EXERCISE PROMPT:
While copying the entries exactly, leave out each picture they contain.

MATERIAL TO PROCESS:
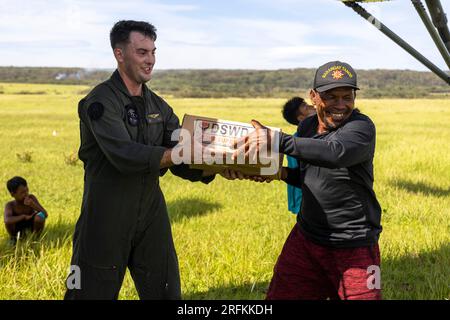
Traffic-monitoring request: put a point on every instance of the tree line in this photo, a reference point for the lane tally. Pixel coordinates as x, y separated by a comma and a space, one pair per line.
243, 83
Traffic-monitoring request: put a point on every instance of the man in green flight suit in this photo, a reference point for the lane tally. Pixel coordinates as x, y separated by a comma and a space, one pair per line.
126, 146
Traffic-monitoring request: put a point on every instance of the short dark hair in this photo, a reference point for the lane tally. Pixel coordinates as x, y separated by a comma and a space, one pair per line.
291, 109
14, 183
120, 32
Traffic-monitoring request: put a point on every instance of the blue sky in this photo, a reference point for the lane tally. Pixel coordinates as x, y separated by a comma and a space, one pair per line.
200, 34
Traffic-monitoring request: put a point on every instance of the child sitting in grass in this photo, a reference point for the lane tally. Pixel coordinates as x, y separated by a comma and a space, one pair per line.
24, 213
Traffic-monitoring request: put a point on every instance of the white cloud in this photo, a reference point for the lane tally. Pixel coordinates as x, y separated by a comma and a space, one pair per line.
288, 34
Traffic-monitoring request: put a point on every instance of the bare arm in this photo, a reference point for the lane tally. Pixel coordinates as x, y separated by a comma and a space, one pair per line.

EXERCISE RESPONSE:
Traffic-monitoring request: put a point on every instance of the tree line in this photo, a reference point for the lane tally. Pixel coordinates as x, y separated by a comma and a space, one pair per line.
243, 83
Traffic-monitoring request: put a point on every instance of the man in green flight suit in this photo, a reference point for the lane tally. Pixel coordinates as x, y separated by a comma and a space, one pair per line.
126, 146
Traffic-monitoring request: put a point on every instance of the short dark hair in this photo, a reference point for the lane tally. Pixel coordinates as x, y separated by a comma and a space, one pair per line.
291, 109
14, 183
120, 32
Traffic-monitoring request: put a point on every instance of the blue sky in this photo, a reference point for the lane tally. Pixel coordinates as x, y separated by a comma and a space, one pair per line.
200, 34
Traffic-monitoring request: put a point on every instance of the child sitting in grass in this photo, a reference point for the lane tally. Pixel coordinates as x, y separated by a comma and a space, one pair per line.
24, 213
Traffic-monitoring request: put a point on every instance of the white cloud in this photo, a reference point for the lane tally. Pixel coordinates as x, y separated by a comma and a space, one pair per line.
288, 34
Traffic-monitoring request: put a point on every instance of the bare arm in this photo, a reference point for the lane tally. Pixel coordinates as x, y separated by a comma and a space, one pair per line.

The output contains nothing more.